● DIRECTIONS:
**1.** Using the non-GAAP adjustments text, list every type of tax charge or benefit that the non-GAAP tax provision excludes, when applicable, beginning in the first quarter of fiscal 2015.
**2.** Answer these questions from the non-GAAP adjustments text:
(a) What two kinds of events are the investment gains and losses in item G related to?
(b) For which quarter of the fiscal year is the non-GAAP tax provision an actual provision instead of one based on a projected rate?
(c) What is named as an example of a temporary lapse of tax law?

___ GIVEN TEXT

G. Net losses or gains.  These include realized gains and losses on and other-than-temporary impairments of our investments related to significant investment impairments or liquidation events. Management believes that these gains and losses do not reflect the results of our underlying, on-going businesses and, therefore, finds it useful to exclude them in assessing our performance.
 
H. Income tax adjustments.  NetApp’s non-GAAP tax provision is based upon a projected annual non-GAAP effective tax rate for the first three quarters of the fiscal year and an actual non-GAAP tax provision for the fourth quarter of the fiscal year. Effective the first quarter of fiscal 2015, the non-GAAP tax provision also excludes, when applicable, (a) tax charges or benefits in the current period that relate to one or more prior fiscal periods that are a result of events such as changes in tax legislation, authoritative guidance, income tax audit settlements and/or court decisions, (b) tax charges or benefits that are attributable to unusual or non-reoccurring book and/or tax accounting method changes, (c) tax charges that are a result of a non-routine foreign cash repatriation, (d) tax charges or benefits that are a result of infrequent restructuring of the Company’s tax structure, (e) tax charges or benefits that are a result of a change in valuation allowance, and (f) the impact of a temporary lapse of tax law, such as the federal R&D credit, if such extensions have routinely been granted based on past legislative history and are expected to be reinstated in the near future.  Management believes that the use of non-GAAP tax provisions provides a more meaningful measure of the company’s operational performance.

______
___ LISTING

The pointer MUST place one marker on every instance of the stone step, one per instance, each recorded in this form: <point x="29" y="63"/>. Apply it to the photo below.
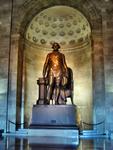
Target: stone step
<point x="49" y="132"/>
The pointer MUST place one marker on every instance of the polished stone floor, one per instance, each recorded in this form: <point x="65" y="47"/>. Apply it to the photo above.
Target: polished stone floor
<point x="22" y="143"/>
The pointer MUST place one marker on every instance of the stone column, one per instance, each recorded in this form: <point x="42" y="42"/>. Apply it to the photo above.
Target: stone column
<point x="107" y="26"/>
<point x="12" y="93"/>
<point x="98" y="84"/>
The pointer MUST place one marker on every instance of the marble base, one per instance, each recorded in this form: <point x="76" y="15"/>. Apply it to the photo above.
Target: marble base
<point x="53" y="116"/>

______

● ANSWERS FOR THE TASKS:
**1.**
- Tax charges or benefits in the current period that relate to one or more prior fiscal periods and result from events such as changes in tax legislation, authoritative guidance, income tax audit settlements and/or court decisions
- Tax charges or benefits attributable to unusual or non-reoccurring book and/or tax accounting method changes
- Tax charges resulting from a non-routine foreign cash repatriation
- Tax charges or benefits resulting from infrequent restructuring of the Company's tax structure
- Tax charges or benefits resulting from a change in valuation allowance
- The impact of a temporary lapse of tax law, such as the federal R&D credit, if such extensions have routinely been granted based on past legislative history and are expected to be reinstated in the near future

**2.**
(a) Significant investment impairments or liquidation events.
(b) The fourth quarter.
(c) The federal R&D credit.